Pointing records
────────────────

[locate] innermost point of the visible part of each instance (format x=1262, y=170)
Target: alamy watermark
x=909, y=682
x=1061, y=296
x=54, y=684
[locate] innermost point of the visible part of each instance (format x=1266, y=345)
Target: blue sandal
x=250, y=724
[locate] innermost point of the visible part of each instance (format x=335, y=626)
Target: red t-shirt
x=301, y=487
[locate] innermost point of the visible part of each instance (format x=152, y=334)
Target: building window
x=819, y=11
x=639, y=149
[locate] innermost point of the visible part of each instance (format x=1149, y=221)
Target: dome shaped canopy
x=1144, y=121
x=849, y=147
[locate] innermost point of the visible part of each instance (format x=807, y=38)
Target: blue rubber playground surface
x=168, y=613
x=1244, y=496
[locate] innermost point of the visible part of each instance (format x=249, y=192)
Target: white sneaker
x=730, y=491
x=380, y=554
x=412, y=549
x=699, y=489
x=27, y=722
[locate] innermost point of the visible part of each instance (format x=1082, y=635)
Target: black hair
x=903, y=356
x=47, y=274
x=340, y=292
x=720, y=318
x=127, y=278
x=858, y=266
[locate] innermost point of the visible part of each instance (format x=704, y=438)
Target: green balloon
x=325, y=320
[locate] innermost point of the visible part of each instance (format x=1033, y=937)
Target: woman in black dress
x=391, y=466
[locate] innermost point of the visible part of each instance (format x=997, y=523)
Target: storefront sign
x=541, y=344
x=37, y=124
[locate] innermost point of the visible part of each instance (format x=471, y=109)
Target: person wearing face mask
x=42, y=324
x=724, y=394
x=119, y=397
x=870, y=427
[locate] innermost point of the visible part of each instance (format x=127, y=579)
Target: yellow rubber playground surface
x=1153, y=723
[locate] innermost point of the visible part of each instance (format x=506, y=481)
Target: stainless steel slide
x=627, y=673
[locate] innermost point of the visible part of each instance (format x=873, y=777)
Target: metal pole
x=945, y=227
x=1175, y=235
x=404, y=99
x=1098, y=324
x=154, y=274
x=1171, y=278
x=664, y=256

────────────────

DIRECTION
Please return all of the items above, repeating each line without changing a single character.

OUTPUT FOR THIS EXERCISE
[locate] innermost point of the visible part of each instance (format x=1262, y=170)
Target: alamy watermark
x=909, y=682
x=1061, y=296
x=54, y=684
[locate] innermost point of the visible part of each instance (format x=1266, y=345)
Target: blue sandal
x=250, y=724
[locate] innermost point of the visible part of each instance (format x=335, y=626)
Target: red t-shirt
x=301, y=487
[locate] innermost point of the visible part of each instance (format x=152, y=334)
Target: building window
x=819, y=11
x=639, y=149
[locate] innermost point of the visible part of each instance (format x=1149, y=221)
Target: dome shaped canopy
x=1144, y=121
x=849, y=147
[locate] innermost point of the visible part of each instance (format x=807, y=38)
Target: blue rubber playground surface
x=168, y=613
x=1244, y=496
[locate] innermost point of the visible part of each instance (format x=249, y=192)
Target: white sneaker
x=730, y=491
x=380, y=554
x=412, y=549
x=699, y=489
x=27, y=722
[locate] innermost point of the visible part of each instance (format x=1082, y=635)
Target: black hair
x=903, y=356
x=47, y=274
x=340, y=292
x=720, y=318
x=127, y=278
x=858, y=266
[locate] innermost point of the visible part of each instance (format x=704, y=438)
Target: green balloon
x=325, y=320
[locate] innermost point of the visible part of each instance (format x=1033, y=937)
Target: woman in black dress
x=391, y=466
[locate] innermost point of the visible part of each instance (format x=997, y=523)
Target: storefront sign
x=541, y=344
x=37, y=124
[locate] innermost point of the visible part of each instance (format x=471, y=109)
Target: person wearing face mask
x=42, y=324
x=724, y=394
x=119, y=397
x=870, y=427
[locate] innermost point of the visible part of each instance (format x=127, y=579)
Target: yellow rubber playground surface
x=1153, y=723
[locate] innermost point of the visible part of each instance (format x=506, y=481)
Target: stainless steel slide
x=627, y=673
[locate] innermost point of the visible part of each instance (format x=873, y=777)
Target: metal pole
x=945, y=227
x=1175, y=235
x=404, y=99
x=1098, y=324
x=154, y=274
x=1171, y=278
x=664, y=256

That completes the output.